Locate each line in the data below that contains the word "hair", and copy those lines out in full.

### [PROVIDED DATA]
————————
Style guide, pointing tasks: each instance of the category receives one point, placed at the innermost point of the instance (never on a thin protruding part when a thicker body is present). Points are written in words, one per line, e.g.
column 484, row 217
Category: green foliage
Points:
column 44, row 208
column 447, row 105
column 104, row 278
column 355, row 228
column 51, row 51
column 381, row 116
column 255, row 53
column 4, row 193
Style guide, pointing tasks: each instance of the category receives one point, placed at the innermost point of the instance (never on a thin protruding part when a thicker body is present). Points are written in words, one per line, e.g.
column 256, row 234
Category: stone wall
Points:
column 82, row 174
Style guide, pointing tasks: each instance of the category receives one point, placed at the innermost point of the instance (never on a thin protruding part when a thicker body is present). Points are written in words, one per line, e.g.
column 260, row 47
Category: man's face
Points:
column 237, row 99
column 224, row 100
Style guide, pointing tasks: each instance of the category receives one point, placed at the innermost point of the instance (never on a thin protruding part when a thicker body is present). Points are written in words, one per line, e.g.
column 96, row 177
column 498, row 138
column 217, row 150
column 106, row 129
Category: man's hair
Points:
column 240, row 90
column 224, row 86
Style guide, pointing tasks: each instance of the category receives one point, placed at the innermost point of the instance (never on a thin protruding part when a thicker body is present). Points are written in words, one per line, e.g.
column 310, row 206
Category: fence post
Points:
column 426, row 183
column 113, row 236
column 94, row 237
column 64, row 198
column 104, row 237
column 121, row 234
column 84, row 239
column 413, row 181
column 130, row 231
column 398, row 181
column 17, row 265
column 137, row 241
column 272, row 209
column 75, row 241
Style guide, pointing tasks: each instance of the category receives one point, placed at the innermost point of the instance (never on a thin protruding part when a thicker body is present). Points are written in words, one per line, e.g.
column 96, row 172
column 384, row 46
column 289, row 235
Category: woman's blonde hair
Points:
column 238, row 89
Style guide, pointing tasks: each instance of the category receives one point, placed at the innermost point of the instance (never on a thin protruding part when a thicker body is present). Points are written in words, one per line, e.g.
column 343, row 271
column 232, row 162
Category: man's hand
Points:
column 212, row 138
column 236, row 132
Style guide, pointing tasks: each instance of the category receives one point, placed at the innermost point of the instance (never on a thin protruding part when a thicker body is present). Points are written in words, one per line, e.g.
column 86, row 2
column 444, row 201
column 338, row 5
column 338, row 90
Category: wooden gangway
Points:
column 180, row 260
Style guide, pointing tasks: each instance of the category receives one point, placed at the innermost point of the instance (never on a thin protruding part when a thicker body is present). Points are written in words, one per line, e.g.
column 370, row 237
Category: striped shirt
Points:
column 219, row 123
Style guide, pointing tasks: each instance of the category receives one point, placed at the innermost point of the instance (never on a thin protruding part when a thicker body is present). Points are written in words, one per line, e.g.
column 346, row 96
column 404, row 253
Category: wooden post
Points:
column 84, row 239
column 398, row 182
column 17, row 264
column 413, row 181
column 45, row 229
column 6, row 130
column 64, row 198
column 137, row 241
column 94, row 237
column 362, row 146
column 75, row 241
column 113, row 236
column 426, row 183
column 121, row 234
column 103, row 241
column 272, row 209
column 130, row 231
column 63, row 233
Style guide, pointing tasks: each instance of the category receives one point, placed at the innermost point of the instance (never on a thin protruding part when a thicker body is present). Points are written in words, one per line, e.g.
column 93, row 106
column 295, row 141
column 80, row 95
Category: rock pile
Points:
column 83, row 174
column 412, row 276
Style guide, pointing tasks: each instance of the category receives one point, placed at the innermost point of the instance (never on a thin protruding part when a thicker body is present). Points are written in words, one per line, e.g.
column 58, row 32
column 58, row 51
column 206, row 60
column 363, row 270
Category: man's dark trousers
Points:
————————
### [SOLVED EXERCISE]
Category: man's hair
Category: woman's blonde hair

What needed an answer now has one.